(Document passage)
===

Just as the criminals can’t outrun apprehension from the hunters or the authorities forever, neither can the protagonists, or anyone for that matter, outrun their past forever. The past only serves to chain us down until it is confronted and resolved. Yet one may find themselves in a position where resolving the past is impossible, or so one could think. There are multiple ways to resolve the weight of the past, each way leading to a different outcome. After all, the criminal could always just turn themselves in, an option that was presented in at least one of the episodes (though they never seem to take that option). It’s more about figuring out a way to let oneself be reconciled with their own past. Otherwise, being so hooked up on the past, you’ll be unable to appreciate what you have in the present. And if you stay hooked up on the past long enough, the stuff in the present you could’ve appreciated may be gone, just like the past.

And incredibly enough, this is a mature series. And by mature, I don’t mean in regards to the violent content or the sexual content or the nudity (the latter of which is only present very briefly in one episode). I mean mature in the themes themselves. Past weight and consequences aside, have you noticed a trend in most anime films that are out there? The same kind of trend that occurs in most films over the past few decades? This series is not one about “the coming of age,” or, “realizing/fulfilling one’s destiny,” or, “overcoming impossible odds through comradery and personal discovery,” the latter of which is something I tire of seeing, because it’s fucking everywhere, in virtually everything that is classified as an action/fantasy/adventure film. It’s about adults, who are likely past their prime, trying to rediscover a meaning in their life, to try and make a living in their self-employed conditions and harsh lifestyle. Adults who have no more life-lessons to be learned. Because normally, a situation like that acts as the motivation for the protagonist to do any of the previous traditional film/series arcs. We need more series and films with mature content like this, without any quest or destiny to be fulfilled. We need films and shows that teach us to be mature in their own way.

===

(Entries drawn from a collection)
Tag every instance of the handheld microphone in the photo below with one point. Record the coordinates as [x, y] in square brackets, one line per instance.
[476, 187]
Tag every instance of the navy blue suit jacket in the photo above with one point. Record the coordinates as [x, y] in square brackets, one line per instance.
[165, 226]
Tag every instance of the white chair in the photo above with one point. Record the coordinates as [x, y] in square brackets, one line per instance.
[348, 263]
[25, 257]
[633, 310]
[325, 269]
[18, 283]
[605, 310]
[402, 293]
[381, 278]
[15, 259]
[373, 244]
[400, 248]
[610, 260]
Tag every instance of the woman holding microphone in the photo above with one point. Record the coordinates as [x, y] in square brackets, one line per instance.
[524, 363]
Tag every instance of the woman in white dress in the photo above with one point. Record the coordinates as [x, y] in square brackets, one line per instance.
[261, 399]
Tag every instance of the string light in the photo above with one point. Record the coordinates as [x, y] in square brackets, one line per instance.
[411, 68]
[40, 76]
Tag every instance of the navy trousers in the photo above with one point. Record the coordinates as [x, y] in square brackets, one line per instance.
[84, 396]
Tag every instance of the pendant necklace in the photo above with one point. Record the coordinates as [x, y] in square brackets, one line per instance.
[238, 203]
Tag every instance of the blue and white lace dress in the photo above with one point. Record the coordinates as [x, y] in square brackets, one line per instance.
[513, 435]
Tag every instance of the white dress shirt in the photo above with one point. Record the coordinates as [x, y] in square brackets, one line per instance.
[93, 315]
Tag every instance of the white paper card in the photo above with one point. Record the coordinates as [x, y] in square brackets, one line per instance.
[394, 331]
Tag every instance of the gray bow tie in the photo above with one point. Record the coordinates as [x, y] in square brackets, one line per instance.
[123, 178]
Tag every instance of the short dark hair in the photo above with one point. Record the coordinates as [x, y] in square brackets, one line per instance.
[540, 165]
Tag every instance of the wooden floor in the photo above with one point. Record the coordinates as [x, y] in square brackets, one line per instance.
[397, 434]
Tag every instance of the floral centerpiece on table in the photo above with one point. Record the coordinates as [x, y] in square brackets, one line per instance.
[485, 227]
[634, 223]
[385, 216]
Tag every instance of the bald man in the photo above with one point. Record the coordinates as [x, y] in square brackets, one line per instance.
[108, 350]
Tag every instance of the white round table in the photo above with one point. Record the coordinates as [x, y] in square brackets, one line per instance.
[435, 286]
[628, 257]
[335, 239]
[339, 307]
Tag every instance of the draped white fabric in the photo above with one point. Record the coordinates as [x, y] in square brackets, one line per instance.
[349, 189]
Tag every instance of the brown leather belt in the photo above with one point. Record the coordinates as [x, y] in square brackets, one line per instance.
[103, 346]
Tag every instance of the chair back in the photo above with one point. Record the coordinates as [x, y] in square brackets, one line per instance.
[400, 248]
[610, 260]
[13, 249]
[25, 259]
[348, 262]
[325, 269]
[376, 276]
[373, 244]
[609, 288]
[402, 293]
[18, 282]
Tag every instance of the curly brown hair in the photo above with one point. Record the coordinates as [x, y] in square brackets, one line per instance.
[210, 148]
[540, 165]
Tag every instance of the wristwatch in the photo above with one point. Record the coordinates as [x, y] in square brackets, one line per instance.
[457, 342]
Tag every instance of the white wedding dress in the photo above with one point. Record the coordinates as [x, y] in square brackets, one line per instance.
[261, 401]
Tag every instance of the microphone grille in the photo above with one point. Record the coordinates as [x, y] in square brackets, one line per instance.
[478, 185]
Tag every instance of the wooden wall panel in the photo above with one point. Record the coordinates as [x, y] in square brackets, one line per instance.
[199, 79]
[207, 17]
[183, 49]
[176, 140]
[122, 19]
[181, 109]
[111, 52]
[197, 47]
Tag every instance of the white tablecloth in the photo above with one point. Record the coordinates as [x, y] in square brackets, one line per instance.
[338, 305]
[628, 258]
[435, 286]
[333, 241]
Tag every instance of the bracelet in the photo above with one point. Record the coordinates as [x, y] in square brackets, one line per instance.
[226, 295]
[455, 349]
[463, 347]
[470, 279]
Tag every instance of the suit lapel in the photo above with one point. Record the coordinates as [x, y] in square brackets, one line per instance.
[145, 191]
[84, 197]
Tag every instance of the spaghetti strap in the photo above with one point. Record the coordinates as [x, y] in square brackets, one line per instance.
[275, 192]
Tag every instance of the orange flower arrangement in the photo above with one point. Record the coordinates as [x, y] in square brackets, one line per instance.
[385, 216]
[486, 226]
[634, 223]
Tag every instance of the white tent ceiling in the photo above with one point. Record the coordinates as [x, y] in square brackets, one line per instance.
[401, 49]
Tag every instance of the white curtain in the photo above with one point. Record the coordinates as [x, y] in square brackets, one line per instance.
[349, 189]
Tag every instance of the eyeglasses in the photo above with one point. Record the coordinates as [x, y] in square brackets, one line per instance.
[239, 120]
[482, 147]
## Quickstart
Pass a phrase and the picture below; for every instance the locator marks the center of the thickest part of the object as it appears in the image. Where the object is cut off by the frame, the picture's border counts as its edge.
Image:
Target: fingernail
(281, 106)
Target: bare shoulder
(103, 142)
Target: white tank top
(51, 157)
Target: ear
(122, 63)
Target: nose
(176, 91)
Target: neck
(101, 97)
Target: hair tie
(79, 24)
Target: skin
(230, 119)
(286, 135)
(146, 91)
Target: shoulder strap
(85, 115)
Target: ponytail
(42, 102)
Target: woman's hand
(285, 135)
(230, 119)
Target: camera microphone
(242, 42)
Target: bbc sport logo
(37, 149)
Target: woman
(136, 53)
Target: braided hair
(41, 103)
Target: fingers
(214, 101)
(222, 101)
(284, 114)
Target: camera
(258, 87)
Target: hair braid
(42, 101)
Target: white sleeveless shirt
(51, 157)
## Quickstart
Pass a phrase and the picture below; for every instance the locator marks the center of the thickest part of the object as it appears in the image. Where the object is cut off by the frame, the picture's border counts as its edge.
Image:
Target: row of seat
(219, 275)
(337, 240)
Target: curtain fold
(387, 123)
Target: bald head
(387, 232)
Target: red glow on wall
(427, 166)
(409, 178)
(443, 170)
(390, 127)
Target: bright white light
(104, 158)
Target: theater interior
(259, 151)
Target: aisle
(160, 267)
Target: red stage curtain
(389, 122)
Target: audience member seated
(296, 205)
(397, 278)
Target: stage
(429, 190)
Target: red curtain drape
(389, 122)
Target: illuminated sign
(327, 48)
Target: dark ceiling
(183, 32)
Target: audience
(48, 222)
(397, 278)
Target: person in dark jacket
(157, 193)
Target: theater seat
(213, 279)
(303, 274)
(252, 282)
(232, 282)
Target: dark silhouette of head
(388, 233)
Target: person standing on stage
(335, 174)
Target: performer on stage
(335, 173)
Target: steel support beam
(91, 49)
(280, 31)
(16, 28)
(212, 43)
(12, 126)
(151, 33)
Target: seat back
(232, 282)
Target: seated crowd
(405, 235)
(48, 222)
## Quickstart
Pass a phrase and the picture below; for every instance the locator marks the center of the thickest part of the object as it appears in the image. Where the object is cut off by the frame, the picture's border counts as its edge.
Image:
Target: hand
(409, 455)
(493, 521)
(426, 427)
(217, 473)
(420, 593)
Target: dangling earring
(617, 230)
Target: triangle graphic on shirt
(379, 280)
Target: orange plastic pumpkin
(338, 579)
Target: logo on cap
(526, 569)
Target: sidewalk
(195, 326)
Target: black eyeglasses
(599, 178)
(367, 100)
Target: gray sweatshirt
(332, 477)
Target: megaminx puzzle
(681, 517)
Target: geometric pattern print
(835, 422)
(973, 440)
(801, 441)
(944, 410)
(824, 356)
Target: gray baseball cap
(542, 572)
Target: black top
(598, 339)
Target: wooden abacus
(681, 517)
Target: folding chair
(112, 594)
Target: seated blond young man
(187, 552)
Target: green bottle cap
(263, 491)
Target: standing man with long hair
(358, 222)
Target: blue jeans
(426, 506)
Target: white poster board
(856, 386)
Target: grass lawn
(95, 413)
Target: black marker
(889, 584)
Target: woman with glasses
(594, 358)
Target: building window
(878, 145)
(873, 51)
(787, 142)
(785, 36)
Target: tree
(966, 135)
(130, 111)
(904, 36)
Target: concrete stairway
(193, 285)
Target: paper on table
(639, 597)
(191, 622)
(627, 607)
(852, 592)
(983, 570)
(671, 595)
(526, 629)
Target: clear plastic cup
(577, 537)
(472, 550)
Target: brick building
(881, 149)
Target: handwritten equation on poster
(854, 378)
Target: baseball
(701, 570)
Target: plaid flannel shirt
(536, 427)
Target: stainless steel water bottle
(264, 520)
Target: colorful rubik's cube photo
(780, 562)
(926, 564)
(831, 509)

===

Continue the review of the anime series from the point where it stops. The listing above has no connection to the text.

(Answer section)
But anyway, funnily enough, the first episode I ever saw of this series is the same episode a few people I’ve become acquainted with coincidentally first saw. Heavy Metal Queen. And yes, it’s still one of my favorites, with this space trucker chick who blasts heavy metal music, plus that awesome sequence where Spike Spiegal is attempting to hop from one ship to another, by ejecting himself into space without a suit. My other favorites include Mushroom Samba (the “Edward” episode that’s also all about 70s blacksploitation, and a bit of Django), Gateway Shuffle, and Wild Horses. That being said, all the episodes are great.

As for the characters, the major characters are all solid. Spike and his Bruce-Lee inspired martial arts and philosophy, Jet being his stubborn hard-ass self, Fey being dangerous seductive manipulative and somewhat self-destructive, Ein just for being there, and Edward. Edward completely steals the show from everyone else, for two reasons. One, she is so wacky and unique and fun. Two, the English voice actress for her is unbelievably great. We’re talking greatest dub for one of the greatest animated characters of all time great. On-par with Mark Hamill’s dub of the Joker.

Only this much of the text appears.